- _Excerpt_:
** Begin **

Johnny Hillary Walker, III, U.S. Attorney's Office, Washington, DC, for Defendant.

MEMORANDUM OPINION

KETANJI BROWN JACKSON, United States District Judge

Pro se plaintiff Howard T. Tyson, Sr., a former employee of the United States Postal Service ("USPS" or "Postal Service"), has filed the instant employment discrimination action against Defendant Megan Brennan, the U.S. Postmaster General (in her official capacity).1 The complaint appears to contend that the Postal Service discriminated against Tyson on the basis of his disability and also retaliated against him for engaging in a protected activity, when it issued a notice of proposed suspension to him after he surreptitiously used his mobile phone to record his supervisor. (Compl., ECF No. 1, at 1–2 ¶¶ 1–5.)2 As relief, Tyson asks "that the agency be made to surrender[ ] the sum of $100,000[,]" in addition to punitive damages of $75,000. (Id. at 9.)

** End **

- _Stored data_:
** Begin **

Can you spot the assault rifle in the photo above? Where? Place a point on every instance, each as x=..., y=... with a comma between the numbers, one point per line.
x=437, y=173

** End **

- _Written exercise_: Using the memorandum opinion excerpt, decide whether each statement agrees with it: (a) Tyson currently works for the Postal Service; (b) the Postmaster General is sued in her official capacity; (c) Tyson seeks $100,000 in punitive damages. Answer each with yes or no and quote the deciding words.

- _Result_:
(a) No: "a former employee of the United States Postal Service"
(b) Yes: "the U.S. Postmaster General (in her official capacity)"
(c) No: "punitive damages of $75,000"